— Written exercise A —
Return each line in the rows below that contains the word "target", treating uppercase and lowercase as different.

— Document extract —
# Paravirtualization, VMWare and ati-drivers

## nomplume

Hi,

Since I use VMWare, I included paravirtualization support in the kernel. However, in order to use the ati-drivers package, I needed to remove paravirtualization support from the kernel. In addition, in /usr/src/linux/arch/x86/kernel/paravirt_32.c, I changed (following a a different thread in the forum)

 *Quote:*   

> EXPORT_SYMBOL_GPL(pv_time_ops);
> 
> EXPORT_SYMBOL    (pv_cpu_ops);
> 
> EXPORT_SYMBOL    (pv_mmu_ops);
> ...

 

to

 *Quote:*   

> 
> 
> EXPORT_SYMBOL    (pv_time_ops);
> 
> EXPORT_SYMBOL    (pv_cpu_ops);
> ...

 

When paravirtualization support was removed from the kernel, the following error was obtained:

 *Quote:*   

> 
> 
> WARNING: /lib/modules/2.6.24-gentoo-r8/thinkpad/rtcmosram.ko needs unknown symbol pv_cpu_ops
> 
> WARNING: /lib/modules/2.6.24-gentoo-r8/thinkpad/rtcmosram.ko needs unknown symbol pv_irq_ops
> ...

 

As you can see, I also get errors for VirtualBox modules. Any idea what rtcmosram.ko and superio.ko are useful for?

I noticed that after 

 *Quote:*   

>  # module-rebuild rebuild
> 
> #/opt/vmware/workstation/bin/vmware-config.pl

 

VMWare seems to work fine.

Is this a legitimate/proper way? Is there a better way to have both paravirtualization support included in the kernel and ati-drivers?

Also

 *Quote:*   

>  # uname -a
> 
> Linux gentoobox 2.6.24-gentoo-r8 #16 Thu Jul 3 20:24:44 GMT 2008 i686 Intel(R) Pentium(R) M processor 2.00GHz GenuineIntel GNU/Linux

 

Thanks,

NP

----------

— Written exercise B —
Reproduce the part of the thread above that begins at the words "# Paravirtualization, VMWare" and stops after "in the forum)".

— Some records —

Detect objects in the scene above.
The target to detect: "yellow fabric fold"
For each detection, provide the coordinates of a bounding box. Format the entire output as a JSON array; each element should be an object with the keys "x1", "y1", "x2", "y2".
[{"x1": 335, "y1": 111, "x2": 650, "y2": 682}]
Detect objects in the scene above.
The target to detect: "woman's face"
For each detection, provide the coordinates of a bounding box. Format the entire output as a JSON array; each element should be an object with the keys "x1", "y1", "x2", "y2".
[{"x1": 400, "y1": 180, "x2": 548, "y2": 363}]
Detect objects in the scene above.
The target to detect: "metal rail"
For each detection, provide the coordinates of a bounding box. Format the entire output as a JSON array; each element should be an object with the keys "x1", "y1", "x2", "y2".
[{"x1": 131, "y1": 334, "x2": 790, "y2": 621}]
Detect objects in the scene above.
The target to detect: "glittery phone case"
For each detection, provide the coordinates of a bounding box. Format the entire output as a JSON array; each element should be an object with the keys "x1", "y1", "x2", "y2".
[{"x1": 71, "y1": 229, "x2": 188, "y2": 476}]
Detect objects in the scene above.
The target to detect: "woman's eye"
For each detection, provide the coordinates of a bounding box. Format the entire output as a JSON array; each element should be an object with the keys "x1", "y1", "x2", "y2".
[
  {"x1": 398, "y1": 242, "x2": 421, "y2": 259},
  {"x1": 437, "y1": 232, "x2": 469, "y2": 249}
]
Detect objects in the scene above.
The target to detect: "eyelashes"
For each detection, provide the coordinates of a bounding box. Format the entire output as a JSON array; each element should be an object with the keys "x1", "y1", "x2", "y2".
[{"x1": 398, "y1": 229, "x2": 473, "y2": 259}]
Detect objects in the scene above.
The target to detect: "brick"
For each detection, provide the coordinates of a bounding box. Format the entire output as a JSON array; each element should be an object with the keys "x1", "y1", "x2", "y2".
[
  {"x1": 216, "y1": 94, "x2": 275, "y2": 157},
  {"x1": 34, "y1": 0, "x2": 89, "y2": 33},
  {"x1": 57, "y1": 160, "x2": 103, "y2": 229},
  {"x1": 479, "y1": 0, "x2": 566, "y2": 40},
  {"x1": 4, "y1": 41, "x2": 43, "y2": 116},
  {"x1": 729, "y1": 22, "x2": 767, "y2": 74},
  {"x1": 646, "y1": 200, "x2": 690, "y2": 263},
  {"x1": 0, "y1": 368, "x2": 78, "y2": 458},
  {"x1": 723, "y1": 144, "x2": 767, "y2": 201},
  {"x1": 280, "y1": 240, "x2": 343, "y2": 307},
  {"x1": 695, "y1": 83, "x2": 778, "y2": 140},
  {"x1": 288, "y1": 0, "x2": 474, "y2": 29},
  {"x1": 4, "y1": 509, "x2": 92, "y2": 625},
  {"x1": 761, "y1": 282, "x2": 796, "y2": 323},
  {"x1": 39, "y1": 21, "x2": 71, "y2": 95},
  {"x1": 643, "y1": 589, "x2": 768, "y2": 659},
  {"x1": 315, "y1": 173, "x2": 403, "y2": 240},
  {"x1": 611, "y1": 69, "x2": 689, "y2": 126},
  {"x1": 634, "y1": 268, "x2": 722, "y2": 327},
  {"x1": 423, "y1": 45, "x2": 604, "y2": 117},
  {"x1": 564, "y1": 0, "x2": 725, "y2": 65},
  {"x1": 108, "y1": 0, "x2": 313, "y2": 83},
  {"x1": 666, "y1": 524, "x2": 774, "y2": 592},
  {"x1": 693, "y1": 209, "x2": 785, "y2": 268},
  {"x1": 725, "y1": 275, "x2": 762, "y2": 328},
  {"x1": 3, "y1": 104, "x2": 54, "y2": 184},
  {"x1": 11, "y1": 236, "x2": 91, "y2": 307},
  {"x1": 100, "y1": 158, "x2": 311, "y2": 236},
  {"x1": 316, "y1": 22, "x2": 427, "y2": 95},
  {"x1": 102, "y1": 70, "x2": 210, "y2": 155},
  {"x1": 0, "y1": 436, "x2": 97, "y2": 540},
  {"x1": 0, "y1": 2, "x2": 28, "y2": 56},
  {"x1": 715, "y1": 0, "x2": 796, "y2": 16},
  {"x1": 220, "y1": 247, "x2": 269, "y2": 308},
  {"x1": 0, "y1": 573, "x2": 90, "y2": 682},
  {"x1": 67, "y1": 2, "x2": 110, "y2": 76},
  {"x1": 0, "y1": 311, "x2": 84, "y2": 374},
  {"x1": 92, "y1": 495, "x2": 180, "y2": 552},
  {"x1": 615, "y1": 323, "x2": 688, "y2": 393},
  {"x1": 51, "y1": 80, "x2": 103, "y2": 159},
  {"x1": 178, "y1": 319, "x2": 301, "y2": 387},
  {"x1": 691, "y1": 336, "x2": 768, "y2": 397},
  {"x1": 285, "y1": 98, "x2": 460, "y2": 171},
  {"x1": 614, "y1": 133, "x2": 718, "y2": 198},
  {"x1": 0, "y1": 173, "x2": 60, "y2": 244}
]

— Worked solution A —
The target to detect: "yellow fabric fold"
The target to detect: "woman's face"
The target to detect: "metal rail"
The target to detect: "glittery phone case"
The target to detect: "woman's eye"
The target to detect: "eyelashes"
The target to detect: "brick"

— Worked solution B —
# Paravirtualization, VMWare and ati-drivers

## nomplume

Hi,

Since I use VMWare, I included paravirtualization support in the kernel. However, in order to use the ati-drivers package, I needed to remove paravirtualization support from the kernel. In addition, in /usr/src/linux/arch/x86/kernel/paravirt_32.c, I changed (following a a different thread in the forum)